→ **CHALLENGE A**
Please copy out the rows below, from the first row through the line containing "<point>128,30</point>" and no further, requests included. Shift every coordinate in the answer points by -51, leaving the sample coordinates inside the requests unchanged.

→ **PASSAGE**
━━━━━━

Meadows et al. v. Meloche Monnex Insurance Brokers Inc./Meloche Monnex Courtiers D'Assurances Inc. [Indexed as: Meadows v. Meloche Monnex Insurance Brokers Inc.]
102 O.R. (3d) 312
2010 ONCA 394
Court of Appeal for Ontario,
Gillese, Lang and Rouleau JJ.A.
June 2, 2010
Insurance -- Insurer's obligation to defend -- Insured sued by plaintiff for damages allegedly suffered when insured physically attacked him without provocation -- Insurer refusing to defend insured on basis that policy excluded coverage for intended acts -- Application judge allowing application for declaration that insured had duty to defend on basis that self- defence is not intentional act -- Insurer's appeal allowed -- Plaintiff's claim could only succeed on basis that he was assaulted by insured -- Assault intentional act and excluded from coverage -- No duty to defend existing.
The insured was being sued by S for damages allegedly suffered when the insured physically attacked S without provocation. The insurer denied that it had an obligation to defend the insured as the insurance policy specifically excluded coverage for intentional acts. The insured brought an application for a declaration that the insurer owed him a duty to defend. In support of the application, he filed affidavit evidence and his statement of claim, in which it was pleaded that he acted in self-defence when he hit S. In the insured's submission, acting in self-defence is not an intentional act within the meaning of the policy. The application was granted. The insurer appealed.
Held, the appeal should be allowed.

━━━━━━

→ **CHALLENGE B**
Write out the Meadows insurance headnote from "The insured was" to "The insurer appealed.".

━━━━━━

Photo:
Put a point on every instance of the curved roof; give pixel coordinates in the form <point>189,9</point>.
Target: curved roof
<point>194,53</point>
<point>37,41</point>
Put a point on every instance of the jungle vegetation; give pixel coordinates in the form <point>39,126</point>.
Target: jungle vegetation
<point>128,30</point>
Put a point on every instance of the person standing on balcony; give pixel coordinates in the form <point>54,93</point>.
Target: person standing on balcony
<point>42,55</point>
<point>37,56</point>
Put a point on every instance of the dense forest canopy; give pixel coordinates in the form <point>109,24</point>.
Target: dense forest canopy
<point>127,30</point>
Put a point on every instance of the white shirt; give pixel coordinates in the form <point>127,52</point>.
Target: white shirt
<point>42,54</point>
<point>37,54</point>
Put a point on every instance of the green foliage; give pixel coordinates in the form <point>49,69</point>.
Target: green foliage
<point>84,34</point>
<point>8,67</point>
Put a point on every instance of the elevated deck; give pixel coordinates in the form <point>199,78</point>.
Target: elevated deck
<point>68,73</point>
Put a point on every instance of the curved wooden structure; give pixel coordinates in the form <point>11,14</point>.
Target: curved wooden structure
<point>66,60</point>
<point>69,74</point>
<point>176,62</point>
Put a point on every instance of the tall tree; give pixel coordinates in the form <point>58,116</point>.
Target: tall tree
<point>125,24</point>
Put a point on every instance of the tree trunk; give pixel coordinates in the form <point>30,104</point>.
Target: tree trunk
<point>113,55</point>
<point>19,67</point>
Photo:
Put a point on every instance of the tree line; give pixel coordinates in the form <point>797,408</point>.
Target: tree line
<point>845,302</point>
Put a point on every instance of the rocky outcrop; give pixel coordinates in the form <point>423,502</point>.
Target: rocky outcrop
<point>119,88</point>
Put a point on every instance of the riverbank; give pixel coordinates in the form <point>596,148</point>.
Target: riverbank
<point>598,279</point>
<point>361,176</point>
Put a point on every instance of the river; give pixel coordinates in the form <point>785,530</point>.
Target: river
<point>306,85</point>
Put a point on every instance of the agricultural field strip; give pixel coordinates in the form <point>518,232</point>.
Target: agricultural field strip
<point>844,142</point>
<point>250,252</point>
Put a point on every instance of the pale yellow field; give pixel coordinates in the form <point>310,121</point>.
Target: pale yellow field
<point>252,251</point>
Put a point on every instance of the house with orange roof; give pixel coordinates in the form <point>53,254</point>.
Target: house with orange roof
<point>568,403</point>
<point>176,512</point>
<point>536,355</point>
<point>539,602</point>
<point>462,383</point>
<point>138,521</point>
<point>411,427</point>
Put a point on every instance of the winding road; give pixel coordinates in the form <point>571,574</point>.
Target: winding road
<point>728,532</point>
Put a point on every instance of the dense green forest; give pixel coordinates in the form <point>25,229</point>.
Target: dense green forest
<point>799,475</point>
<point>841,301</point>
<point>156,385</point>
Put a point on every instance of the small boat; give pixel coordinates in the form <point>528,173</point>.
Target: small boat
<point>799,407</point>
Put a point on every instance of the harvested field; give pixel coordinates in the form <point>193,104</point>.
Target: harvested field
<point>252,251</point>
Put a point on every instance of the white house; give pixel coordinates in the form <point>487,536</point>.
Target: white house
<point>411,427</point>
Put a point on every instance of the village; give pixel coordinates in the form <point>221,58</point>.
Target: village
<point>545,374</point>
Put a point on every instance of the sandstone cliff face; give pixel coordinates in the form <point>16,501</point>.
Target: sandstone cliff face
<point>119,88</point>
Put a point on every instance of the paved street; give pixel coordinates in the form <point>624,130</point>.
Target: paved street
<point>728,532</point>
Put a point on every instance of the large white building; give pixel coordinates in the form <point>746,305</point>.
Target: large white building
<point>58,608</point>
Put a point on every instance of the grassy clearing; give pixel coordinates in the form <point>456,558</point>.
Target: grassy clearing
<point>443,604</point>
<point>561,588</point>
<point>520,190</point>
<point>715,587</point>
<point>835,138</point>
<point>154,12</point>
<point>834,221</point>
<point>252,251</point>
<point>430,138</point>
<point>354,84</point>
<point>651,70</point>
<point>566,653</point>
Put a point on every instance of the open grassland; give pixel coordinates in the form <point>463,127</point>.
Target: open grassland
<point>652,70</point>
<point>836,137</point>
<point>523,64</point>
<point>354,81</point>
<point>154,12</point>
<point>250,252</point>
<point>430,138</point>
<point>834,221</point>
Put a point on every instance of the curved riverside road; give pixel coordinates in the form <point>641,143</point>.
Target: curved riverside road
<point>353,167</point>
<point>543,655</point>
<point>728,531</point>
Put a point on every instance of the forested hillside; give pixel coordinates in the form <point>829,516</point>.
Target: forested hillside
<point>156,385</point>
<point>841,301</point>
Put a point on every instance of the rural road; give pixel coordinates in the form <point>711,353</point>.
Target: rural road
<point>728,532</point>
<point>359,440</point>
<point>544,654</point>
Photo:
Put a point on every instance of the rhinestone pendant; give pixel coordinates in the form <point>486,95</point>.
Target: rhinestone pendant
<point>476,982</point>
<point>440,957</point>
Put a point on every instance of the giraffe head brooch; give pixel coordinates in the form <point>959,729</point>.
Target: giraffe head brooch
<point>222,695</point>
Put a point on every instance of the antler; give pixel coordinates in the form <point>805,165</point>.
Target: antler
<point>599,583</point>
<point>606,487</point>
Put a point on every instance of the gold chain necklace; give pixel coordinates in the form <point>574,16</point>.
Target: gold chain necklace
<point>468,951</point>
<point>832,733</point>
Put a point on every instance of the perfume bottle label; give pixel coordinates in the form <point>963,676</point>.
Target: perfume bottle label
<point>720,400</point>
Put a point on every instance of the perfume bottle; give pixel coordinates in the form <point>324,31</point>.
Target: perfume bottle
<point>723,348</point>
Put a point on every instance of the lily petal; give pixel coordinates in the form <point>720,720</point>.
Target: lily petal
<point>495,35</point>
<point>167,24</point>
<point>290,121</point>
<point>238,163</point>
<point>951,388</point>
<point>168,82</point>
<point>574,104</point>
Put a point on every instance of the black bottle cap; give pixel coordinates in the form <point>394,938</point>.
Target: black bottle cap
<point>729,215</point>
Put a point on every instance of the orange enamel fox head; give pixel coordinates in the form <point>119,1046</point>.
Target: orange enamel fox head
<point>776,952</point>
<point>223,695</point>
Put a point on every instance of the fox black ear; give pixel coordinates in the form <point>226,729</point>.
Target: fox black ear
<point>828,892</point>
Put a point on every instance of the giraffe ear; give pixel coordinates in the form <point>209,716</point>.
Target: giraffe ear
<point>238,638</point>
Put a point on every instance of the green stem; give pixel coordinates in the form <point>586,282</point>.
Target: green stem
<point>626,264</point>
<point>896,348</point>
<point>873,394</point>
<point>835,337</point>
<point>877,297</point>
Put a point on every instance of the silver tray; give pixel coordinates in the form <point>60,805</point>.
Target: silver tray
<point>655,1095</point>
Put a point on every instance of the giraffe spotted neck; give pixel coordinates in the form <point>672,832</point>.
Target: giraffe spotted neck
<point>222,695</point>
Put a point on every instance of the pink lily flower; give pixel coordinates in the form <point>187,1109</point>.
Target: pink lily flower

━━━━━━

→ **EXPECTED OUTPUT A**
Photo:
Put a point on every instance of the curved roof; give pixel coordinates in the form <point>189,9</point>.
Target: curved roof
<point>143,2</point>
<point>-14,-10</point>
Put a point on every instance of the jungle vegetation; give pixel coordinates in the form <point>39,126</point>.
Target: jungle vegetation
<point>77,-21</point>

→ **EXPECTED OUTPUT B**
The insured was being sued by S for damages allegedly suffered when the insured physically attacked S without provocation. The insurer denied that it had an obligation to defend the insured as the insurance policy specifically excluded coverage for intentional acts. The insured brought an application for a declaration that the insurer owed him a duty to defend. In support of the application, he filed affidavit evidence and his statement of claim, in which it was pleaded that he acted in self-defence when he hit S. In the insured's submission, acting in self-defence is not an intentional act within the meaning of the policy. The application was granted. The insurer appealed.